* START MATERIALS PROVIDED *

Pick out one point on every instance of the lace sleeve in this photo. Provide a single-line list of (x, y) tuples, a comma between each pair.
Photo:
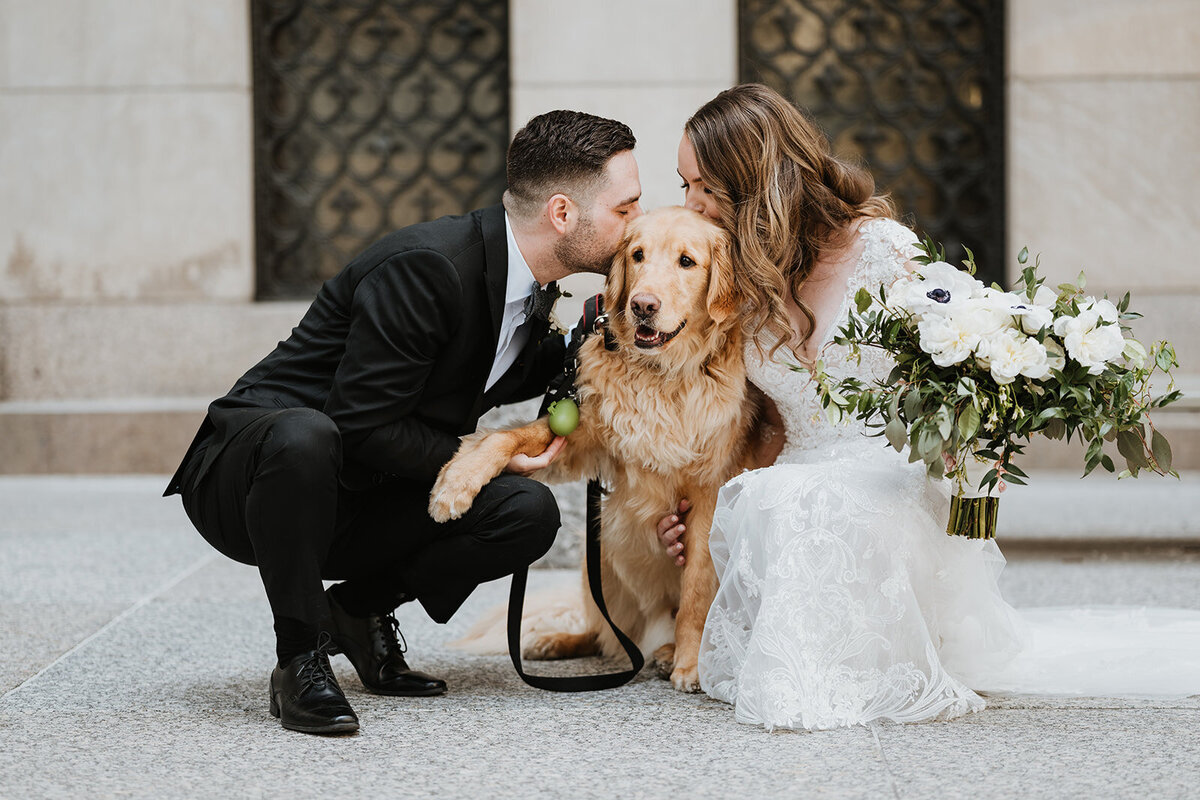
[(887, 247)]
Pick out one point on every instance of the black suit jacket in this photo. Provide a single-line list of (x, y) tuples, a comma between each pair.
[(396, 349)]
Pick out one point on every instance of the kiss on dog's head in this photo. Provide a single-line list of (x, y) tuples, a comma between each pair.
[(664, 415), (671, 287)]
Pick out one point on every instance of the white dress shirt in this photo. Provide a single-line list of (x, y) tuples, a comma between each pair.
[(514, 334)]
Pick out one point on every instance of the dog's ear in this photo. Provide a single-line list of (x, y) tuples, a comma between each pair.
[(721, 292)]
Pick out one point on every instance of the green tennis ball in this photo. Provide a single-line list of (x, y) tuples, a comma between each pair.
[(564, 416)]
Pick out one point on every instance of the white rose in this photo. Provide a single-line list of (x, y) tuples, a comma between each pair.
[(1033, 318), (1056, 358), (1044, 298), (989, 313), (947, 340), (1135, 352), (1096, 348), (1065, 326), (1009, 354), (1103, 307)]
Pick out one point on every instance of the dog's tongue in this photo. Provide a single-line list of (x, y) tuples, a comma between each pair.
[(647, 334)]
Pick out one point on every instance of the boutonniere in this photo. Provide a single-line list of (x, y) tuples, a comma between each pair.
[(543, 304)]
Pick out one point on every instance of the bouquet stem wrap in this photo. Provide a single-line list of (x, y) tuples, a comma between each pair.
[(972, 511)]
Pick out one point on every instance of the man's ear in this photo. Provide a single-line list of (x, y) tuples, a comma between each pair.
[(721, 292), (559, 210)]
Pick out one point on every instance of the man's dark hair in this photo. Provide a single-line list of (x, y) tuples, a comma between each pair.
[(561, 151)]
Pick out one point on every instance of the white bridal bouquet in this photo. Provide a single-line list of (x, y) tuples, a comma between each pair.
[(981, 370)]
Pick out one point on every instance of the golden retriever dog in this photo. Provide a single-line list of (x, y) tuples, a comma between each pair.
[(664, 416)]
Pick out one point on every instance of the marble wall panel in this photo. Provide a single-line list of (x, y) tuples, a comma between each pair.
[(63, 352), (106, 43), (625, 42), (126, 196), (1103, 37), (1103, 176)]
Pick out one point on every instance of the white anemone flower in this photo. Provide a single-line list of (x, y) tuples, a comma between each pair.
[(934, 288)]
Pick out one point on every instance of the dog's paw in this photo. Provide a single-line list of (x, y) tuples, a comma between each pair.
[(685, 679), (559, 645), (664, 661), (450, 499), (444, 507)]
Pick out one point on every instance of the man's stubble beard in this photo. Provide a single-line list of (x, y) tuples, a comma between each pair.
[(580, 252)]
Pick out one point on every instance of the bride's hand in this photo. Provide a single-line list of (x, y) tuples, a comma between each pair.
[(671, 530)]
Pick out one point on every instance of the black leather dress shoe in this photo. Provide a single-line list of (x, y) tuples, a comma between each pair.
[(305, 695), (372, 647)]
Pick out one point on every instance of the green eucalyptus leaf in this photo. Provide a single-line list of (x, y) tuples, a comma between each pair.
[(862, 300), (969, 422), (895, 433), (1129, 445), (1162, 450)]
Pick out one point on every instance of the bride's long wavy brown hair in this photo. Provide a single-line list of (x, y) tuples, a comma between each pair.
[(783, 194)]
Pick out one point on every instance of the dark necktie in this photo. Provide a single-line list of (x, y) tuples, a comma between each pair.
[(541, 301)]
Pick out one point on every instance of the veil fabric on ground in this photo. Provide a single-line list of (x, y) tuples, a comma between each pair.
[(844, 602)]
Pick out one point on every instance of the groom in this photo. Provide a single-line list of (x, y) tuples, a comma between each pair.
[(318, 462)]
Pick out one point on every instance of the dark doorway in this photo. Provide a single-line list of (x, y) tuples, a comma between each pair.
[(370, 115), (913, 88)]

* END MATERIALS PROVIDED *

GIVEN INSTRUCTION:
Reproduce the rows above verbatim, from the line containing "Pick out one point on every instance of the bride's hand" to the line containing "[(541, 301)]", including both of those lines.

ANSWER TO THIS TASK:
Pick out one point on every instance of the bride's hand in this photo. Provide a single-line list of (x, y) tuples, a comma between each pair.
[(671, 530)]
Pick out one point on every instance of the black leather dress shoe in this photo. Provide a single-line list of (x, y) tuples, a comma between each pair.
[(305, 695), (372, 647)]
Pick out one point on every instance of the green eucalyptus leaf in this photo. Provide a single-line list of (x, y) tuples, a comma between each pair.
[(862, 300), (969, 422), (895, 433), (1129, 445), (1162, 450)]
Pick out one point on every instance of the bride's long wavy brown hair in this photo. Provide a single-line list of (x, y) tuples, a comma between each pair.
[(783, 194)]
Pick out one point on every instance of the dark necktie in this photo. Provide a single-line list of (x, y) tuples, a comma between each pair.
[(541, 301)]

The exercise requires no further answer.